--- START ---

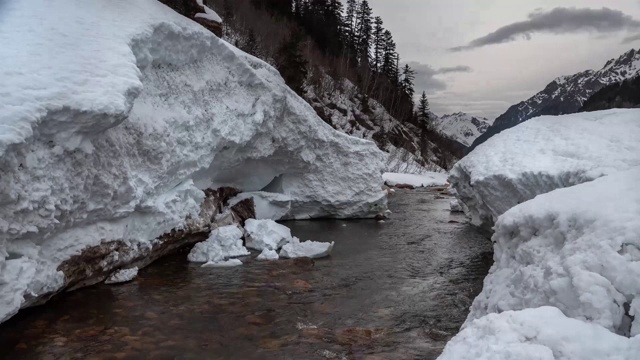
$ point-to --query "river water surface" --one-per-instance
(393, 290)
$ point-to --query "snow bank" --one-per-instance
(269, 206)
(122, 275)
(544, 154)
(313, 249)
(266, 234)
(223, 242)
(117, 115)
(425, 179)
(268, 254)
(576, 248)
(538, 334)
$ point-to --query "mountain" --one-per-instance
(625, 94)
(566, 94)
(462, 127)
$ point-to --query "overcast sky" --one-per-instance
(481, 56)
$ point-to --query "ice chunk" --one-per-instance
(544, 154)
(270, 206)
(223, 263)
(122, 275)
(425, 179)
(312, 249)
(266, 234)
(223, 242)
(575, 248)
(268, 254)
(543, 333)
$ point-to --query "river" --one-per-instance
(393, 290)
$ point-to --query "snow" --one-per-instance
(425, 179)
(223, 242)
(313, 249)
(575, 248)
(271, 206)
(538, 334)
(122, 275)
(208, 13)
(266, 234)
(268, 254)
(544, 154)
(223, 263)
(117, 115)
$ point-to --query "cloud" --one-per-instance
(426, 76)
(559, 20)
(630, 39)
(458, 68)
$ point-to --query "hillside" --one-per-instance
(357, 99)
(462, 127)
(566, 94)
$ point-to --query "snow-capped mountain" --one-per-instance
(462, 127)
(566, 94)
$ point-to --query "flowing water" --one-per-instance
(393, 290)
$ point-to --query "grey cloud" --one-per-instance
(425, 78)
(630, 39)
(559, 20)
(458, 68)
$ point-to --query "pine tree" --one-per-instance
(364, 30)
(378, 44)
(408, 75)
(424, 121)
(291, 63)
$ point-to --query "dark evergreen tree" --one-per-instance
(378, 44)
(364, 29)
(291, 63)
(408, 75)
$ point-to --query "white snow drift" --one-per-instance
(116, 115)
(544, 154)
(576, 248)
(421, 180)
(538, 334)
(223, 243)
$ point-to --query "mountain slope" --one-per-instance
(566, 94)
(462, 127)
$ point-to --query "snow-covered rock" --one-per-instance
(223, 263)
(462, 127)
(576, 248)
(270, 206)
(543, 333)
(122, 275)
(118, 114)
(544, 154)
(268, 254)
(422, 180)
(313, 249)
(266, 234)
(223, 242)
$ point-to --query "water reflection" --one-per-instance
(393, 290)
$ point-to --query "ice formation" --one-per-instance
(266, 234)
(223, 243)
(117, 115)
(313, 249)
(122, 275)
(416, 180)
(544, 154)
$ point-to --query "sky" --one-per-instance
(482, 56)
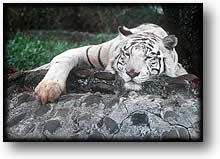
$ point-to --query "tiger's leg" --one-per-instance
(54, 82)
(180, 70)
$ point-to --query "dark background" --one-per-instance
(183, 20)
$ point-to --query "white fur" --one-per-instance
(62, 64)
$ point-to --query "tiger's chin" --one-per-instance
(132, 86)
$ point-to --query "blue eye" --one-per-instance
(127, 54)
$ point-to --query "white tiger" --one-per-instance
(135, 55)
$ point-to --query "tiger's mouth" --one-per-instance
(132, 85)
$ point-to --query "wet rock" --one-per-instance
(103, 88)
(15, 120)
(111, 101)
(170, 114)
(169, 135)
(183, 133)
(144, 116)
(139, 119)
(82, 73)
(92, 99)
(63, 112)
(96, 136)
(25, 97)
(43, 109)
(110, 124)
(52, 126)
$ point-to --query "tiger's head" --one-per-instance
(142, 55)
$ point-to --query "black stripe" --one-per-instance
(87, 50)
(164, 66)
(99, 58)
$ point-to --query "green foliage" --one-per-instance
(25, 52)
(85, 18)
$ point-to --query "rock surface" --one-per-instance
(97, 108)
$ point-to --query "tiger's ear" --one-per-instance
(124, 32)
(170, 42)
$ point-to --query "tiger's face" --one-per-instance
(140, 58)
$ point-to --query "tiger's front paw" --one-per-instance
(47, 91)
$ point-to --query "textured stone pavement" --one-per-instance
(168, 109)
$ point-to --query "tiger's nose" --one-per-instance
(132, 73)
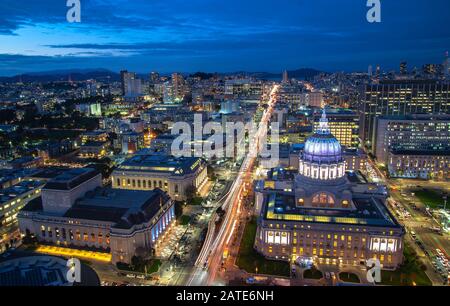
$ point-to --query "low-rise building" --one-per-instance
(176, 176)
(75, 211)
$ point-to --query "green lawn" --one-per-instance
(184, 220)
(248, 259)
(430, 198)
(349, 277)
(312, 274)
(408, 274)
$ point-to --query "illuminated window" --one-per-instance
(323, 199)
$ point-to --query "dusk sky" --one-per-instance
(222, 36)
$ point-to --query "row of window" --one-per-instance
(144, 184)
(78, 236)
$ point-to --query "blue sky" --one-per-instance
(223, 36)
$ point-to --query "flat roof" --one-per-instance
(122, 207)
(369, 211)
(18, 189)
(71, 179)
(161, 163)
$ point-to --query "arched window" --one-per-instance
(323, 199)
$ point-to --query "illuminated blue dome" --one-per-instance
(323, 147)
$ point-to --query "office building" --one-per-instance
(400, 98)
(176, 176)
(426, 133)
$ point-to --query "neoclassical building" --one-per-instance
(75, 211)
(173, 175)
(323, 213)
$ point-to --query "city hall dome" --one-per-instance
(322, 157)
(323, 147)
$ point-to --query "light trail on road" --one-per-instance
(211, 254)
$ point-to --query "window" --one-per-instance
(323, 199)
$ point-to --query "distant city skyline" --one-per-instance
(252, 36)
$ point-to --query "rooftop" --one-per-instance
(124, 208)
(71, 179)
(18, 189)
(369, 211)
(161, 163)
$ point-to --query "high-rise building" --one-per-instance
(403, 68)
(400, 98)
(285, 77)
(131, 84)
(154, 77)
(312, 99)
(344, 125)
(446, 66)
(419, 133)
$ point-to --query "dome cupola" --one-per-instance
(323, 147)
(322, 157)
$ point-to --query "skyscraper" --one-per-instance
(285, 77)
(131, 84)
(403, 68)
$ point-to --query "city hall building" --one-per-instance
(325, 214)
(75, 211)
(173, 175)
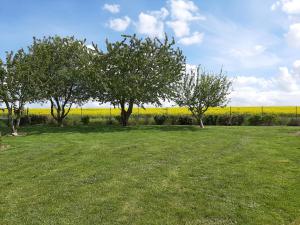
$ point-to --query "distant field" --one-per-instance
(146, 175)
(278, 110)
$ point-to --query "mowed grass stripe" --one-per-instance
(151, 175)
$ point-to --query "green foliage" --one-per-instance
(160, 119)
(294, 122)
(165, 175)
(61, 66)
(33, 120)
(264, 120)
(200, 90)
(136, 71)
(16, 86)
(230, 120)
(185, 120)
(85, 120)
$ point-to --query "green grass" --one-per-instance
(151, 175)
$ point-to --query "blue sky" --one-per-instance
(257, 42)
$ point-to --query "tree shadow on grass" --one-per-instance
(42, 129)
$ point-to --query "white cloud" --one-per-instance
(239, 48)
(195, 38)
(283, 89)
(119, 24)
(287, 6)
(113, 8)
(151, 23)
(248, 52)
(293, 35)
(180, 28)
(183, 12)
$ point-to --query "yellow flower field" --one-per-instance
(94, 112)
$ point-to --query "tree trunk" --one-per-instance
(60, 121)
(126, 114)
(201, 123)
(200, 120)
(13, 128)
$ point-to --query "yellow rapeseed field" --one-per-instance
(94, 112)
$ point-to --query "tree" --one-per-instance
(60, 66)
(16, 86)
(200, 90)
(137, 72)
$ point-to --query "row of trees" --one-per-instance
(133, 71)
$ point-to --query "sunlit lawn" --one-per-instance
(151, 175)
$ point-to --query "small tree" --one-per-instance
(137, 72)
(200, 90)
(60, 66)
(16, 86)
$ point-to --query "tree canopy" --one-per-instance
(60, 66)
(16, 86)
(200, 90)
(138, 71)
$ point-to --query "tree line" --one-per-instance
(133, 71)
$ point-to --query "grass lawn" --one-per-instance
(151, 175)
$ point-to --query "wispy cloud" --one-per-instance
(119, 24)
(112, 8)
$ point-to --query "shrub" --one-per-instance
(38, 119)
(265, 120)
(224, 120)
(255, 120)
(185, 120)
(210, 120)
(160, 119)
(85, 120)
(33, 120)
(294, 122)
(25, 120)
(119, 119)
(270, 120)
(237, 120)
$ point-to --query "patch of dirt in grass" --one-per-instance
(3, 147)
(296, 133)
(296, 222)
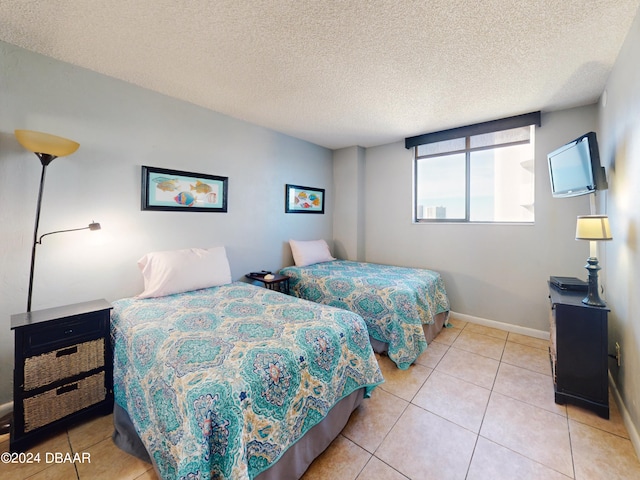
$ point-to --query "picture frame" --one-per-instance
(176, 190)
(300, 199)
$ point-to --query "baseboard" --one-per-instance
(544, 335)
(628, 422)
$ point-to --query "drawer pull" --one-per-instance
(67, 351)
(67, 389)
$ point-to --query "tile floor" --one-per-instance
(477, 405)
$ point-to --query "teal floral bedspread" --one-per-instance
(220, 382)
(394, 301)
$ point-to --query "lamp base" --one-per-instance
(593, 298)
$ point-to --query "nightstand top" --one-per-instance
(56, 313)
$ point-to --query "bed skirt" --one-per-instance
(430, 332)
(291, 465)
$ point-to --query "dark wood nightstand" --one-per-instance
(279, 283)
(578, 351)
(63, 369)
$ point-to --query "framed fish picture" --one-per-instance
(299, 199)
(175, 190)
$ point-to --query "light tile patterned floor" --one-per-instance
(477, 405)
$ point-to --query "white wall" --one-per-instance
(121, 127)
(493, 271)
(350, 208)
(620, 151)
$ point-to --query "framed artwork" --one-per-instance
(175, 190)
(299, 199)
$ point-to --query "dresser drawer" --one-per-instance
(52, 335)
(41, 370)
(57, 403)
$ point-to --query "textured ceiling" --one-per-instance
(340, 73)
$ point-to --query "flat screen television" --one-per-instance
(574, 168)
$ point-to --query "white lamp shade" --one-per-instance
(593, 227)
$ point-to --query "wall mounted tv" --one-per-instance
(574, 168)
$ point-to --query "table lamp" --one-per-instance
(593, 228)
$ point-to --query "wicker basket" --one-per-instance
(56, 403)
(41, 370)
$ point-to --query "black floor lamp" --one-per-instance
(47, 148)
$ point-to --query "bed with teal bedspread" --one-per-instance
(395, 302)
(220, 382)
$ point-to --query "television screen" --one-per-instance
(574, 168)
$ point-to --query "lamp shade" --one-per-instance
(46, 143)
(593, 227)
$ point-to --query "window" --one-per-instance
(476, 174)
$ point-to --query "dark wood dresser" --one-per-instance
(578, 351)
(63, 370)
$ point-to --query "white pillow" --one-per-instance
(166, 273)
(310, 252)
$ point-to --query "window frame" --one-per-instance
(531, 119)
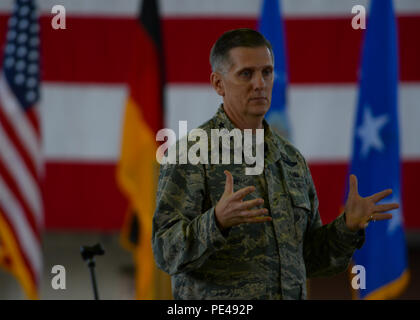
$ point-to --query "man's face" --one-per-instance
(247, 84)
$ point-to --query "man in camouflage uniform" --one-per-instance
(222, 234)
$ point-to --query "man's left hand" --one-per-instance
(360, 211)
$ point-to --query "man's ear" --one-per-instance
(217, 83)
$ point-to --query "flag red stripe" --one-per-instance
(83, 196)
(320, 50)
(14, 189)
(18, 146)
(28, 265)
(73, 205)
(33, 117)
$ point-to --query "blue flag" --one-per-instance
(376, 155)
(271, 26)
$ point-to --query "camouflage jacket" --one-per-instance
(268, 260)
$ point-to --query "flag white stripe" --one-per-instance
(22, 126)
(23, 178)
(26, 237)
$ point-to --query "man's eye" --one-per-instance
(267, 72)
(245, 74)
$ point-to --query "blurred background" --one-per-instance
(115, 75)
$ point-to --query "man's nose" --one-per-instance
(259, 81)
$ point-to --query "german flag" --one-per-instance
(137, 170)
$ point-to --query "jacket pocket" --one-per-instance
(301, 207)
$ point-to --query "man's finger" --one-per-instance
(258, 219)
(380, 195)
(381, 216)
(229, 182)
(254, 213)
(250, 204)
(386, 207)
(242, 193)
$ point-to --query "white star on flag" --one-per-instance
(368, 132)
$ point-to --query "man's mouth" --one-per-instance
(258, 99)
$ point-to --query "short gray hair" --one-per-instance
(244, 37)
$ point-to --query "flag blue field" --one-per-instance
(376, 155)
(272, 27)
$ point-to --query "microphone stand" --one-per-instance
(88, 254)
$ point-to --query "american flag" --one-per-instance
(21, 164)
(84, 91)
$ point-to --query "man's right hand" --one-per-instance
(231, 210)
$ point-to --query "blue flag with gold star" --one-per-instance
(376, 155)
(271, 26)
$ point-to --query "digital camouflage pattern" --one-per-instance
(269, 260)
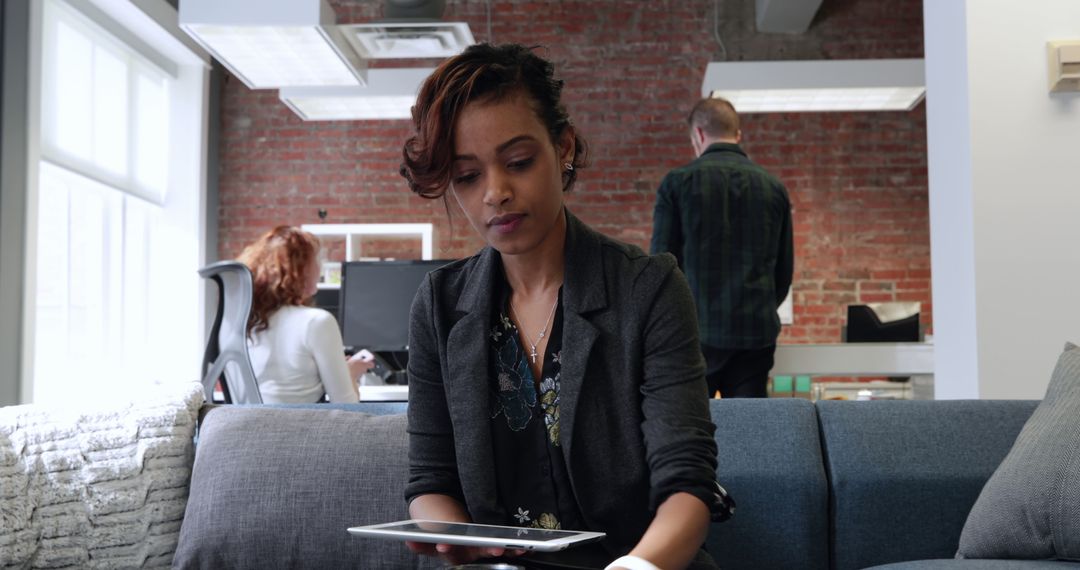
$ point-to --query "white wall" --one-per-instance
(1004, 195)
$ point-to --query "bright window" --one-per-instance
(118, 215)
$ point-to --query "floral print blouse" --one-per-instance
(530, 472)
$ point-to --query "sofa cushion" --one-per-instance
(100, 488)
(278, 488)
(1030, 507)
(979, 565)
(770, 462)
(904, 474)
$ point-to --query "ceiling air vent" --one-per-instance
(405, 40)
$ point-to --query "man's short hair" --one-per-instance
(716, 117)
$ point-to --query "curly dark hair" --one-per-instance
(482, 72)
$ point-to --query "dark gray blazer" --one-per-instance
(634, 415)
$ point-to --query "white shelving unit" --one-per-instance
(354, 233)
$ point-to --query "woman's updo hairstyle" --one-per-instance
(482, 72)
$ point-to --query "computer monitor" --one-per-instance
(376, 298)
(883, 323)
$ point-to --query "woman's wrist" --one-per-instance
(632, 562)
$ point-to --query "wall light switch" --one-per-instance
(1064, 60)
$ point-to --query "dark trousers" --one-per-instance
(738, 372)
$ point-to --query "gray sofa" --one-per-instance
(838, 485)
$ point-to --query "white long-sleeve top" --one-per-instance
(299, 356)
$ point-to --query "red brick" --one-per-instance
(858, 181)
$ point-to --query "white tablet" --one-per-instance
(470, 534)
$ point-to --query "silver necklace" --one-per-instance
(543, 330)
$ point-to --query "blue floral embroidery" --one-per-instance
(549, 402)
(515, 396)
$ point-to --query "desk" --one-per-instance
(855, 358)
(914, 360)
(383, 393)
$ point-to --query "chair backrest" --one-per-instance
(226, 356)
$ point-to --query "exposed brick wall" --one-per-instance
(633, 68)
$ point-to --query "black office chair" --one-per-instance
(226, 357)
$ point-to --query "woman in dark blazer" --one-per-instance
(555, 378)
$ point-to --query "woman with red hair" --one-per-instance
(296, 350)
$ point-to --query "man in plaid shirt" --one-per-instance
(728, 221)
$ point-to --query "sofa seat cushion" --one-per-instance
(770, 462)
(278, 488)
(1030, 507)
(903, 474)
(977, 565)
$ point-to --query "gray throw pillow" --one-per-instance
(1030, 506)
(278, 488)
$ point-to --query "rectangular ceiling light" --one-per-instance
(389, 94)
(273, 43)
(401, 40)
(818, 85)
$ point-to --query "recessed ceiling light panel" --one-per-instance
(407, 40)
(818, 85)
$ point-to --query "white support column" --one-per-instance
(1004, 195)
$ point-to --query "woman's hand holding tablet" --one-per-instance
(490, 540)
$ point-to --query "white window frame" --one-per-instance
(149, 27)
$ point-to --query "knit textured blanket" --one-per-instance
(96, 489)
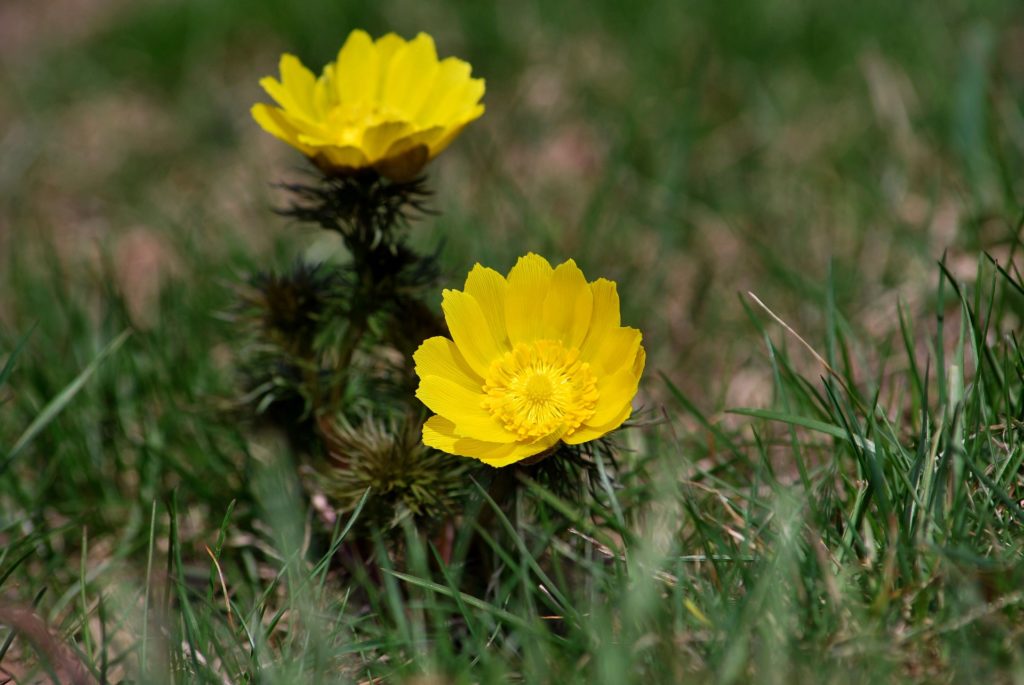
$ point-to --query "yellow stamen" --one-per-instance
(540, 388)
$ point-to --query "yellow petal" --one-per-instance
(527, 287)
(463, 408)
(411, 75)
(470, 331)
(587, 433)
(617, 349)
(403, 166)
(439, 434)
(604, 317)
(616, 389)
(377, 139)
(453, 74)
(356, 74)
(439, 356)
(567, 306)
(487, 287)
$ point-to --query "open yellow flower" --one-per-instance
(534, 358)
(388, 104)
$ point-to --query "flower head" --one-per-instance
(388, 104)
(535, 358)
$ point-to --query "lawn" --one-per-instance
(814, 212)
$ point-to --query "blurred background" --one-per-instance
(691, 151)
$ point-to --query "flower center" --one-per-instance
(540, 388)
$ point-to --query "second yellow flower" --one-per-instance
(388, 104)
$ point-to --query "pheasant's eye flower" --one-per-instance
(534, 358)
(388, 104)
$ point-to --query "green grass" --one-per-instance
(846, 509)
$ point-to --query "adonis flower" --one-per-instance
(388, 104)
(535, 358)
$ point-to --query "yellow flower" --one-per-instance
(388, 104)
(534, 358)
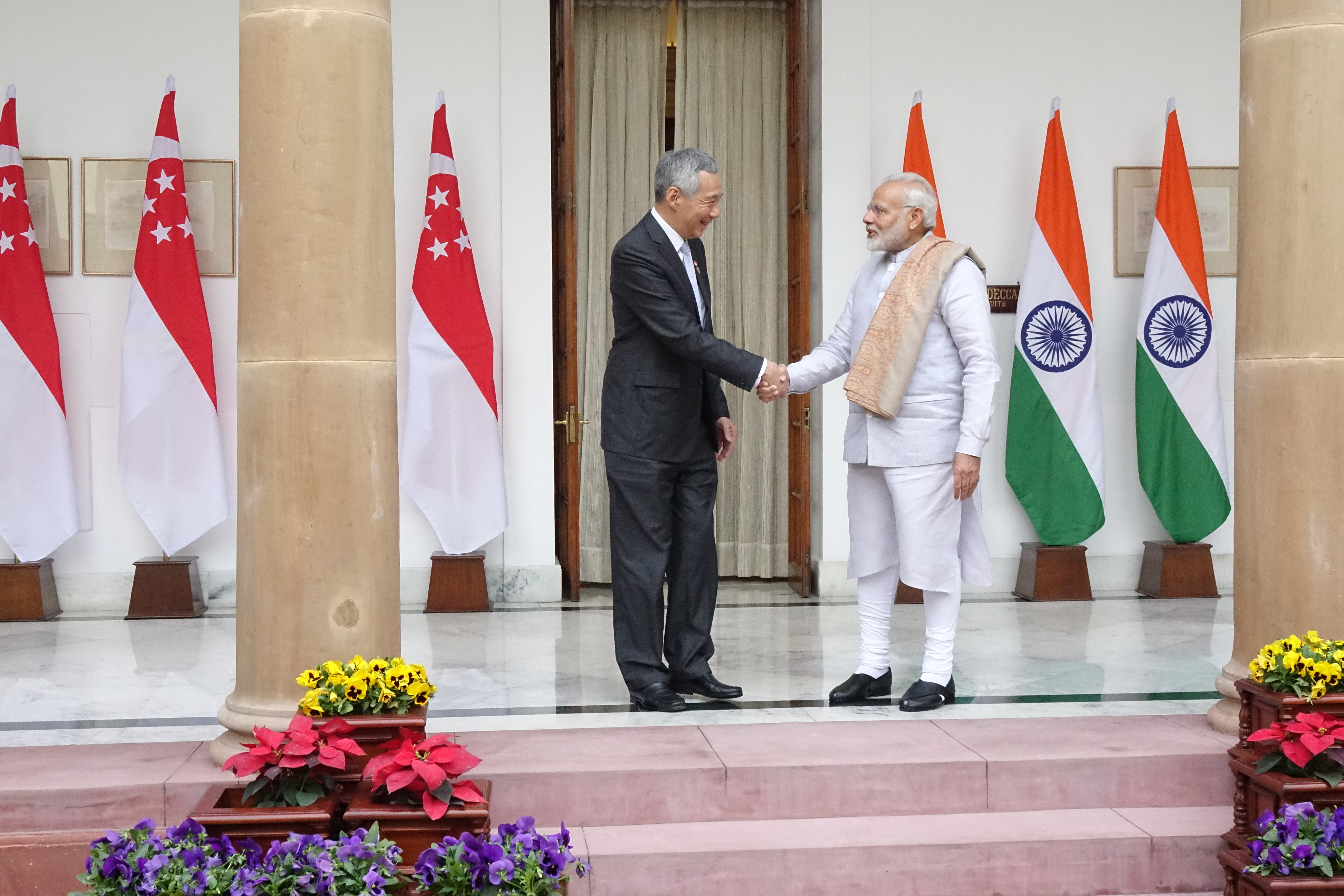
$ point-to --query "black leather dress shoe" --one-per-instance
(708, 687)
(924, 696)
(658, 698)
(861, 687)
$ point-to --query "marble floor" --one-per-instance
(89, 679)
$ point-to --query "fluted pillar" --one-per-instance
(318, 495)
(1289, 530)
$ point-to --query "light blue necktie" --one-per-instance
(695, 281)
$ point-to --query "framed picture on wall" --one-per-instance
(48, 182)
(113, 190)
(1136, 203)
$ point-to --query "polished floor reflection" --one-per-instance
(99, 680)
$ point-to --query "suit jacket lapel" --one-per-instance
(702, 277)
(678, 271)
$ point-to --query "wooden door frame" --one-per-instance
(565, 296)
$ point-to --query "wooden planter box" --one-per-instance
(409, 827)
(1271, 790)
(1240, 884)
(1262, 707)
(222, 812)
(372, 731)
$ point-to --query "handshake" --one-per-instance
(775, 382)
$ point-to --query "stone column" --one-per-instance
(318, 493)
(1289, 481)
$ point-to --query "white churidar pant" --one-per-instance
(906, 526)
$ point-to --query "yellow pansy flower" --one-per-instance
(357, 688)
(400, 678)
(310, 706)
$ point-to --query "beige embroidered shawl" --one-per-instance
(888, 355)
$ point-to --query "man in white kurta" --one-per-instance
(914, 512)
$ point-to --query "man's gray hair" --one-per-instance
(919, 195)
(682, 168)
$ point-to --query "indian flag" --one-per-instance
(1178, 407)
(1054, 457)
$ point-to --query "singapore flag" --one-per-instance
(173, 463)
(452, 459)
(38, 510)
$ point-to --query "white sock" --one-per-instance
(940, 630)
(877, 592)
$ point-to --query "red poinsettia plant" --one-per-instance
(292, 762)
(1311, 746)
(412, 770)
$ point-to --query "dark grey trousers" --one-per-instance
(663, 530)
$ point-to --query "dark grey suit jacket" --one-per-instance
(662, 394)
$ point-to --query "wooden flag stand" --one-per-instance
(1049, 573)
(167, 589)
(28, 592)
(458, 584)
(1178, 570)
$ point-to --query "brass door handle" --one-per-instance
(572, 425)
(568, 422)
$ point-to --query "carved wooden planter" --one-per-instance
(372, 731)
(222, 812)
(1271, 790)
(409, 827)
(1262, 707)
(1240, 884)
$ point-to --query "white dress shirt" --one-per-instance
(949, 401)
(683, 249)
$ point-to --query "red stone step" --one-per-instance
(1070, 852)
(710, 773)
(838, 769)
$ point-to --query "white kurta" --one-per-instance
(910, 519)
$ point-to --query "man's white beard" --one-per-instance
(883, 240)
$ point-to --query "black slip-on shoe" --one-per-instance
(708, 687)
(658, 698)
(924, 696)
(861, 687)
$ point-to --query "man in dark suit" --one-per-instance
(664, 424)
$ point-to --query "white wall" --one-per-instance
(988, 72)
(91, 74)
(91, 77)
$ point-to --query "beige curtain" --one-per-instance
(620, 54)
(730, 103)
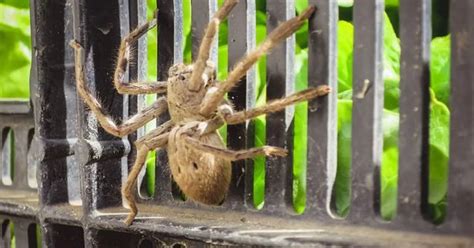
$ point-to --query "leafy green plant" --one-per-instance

--- END ---

## Problem statement
Filter the listing down to the lines containing the word "planter", copying each one.

## Result
$ point-to --query "wooden planter box" --one-per-instance
$ point-to --query "carved wooden planter" --one-per-instance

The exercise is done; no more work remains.